▸ Information:
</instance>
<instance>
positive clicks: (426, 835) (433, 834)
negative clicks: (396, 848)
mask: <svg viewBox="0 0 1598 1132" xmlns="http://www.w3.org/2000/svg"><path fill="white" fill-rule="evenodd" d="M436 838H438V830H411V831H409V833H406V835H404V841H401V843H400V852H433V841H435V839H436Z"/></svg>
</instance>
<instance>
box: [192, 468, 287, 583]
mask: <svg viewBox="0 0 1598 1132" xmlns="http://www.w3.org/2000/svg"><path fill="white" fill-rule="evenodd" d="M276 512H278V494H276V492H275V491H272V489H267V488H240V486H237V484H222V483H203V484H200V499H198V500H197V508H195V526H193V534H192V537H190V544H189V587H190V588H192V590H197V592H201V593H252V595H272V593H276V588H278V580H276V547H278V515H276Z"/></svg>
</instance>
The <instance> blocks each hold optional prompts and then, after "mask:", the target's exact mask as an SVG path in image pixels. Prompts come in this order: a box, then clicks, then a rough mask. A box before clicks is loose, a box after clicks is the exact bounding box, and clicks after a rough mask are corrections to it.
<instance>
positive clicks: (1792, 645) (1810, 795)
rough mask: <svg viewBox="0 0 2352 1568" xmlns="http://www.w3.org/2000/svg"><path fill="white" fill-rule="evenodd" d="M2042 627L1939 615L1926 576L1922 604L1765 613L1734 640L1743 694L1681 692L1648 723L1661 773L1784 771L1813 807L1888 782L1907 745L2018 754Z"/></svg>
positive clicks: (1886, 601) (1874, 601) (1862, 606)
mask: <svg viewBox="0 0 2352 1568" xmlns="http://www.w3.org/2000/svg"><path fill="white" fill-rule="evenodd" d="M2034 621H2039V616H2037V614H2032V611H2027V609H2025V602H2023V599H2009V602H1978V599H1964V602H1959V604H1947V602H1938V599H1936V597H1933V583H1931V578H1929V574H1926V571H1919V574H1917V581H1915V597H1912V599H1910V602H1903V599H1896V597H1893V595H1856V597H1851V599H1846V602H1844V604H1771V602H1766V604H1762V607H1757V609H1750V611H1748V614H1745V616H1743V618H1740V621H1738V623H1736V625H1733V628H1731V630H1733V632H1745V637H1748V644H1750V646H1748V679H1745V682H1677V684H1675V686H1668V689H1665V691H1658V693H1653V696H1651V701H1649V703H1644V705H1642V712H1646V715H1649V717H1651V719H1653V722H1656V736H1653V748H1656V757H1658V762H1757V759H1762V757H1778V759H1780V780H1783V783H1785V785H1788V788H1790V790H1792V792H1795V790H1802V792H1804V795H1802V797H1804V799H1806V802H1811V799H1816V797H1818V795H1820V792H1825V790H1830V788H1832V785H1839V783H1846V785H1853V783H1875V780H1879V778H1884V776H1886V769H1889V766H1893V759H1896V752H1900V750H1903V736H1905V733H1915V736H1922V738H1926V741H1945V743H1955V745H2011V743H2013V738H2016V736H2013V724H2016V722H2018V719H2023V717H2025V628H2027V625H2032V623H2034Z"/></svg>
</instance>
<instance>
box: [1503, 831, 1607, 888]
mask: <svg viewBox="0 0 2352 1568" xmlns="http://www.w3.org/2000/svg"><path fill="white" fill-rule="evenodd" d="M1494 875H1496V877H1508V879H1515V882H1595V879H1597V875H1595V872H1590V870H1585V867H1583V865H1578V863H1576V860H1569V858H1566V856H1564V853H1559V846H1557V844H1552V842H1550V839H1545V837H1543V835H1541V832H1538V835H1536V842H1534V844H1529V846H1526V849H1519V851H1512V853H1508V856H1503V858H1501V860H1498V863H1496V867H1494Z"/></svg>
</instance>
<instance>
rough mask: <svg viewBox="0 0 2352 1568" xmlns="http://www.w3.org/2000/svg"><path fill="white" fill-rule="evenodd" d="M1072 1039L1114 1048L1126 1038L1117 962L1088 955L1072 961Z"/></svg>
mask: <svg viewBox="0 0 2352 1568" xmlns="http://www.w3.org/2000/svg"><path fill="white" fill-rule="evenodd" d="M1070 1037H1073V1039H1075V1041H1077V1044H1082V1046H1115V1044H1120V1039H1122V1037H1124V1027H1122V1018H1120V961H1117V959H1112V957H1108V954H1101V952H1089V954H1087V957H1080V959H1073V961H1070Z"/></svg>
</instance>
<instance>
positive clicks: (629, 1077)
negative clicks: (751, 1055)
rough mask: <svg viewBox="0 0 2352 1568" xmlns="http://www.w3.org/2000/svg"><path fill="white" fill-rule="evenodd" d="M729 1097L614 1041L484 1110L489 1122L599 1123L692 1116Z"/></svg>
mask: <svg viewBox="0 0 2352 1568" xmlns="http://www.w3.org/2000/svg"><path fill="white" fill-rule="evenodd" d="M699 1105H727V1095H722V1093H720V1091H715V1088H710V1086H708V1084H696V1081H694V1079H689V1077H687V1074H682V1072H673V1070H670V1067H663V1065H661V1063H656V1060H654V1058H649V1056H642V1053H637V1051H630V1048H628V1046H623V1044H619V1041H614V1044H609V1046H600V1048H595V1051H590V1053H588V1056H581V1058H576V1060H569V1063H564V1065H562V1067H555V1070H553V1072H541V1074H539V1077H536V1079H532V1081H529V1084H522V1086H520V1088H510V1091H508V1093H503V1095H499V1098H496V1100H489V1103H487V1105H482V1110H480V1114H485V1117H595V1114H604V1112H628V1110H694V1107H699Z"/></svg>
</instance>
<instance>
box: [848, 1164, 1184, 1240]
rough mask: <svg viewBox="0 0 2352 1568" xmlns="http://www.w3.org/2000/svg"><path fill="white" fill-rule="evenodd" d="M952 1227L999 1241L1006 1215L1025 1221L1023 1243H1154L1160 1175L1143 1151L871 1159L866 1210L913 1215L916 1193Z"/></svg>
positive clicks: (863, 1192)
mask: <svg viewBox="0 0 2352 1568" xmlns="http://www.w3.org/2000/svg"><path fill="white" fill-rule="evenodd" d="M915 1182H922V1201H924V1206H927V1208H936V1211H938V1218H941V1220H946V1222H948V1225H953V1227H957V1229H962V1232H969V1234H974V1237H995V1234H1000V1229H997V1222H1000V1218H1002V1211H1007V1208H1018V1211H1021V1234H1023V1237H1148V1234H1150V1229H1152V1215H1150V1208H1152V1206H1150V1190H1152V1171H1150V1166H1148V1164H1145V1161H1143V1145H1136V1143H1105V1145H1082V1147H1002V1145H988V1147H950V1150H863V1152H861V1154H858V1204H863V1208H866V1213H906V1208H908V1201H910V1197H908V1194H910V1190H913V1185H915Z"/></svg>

▸ Description of the task:
How many lines in the items above contain the word "negative"? Give only the number.

▸ Result:
2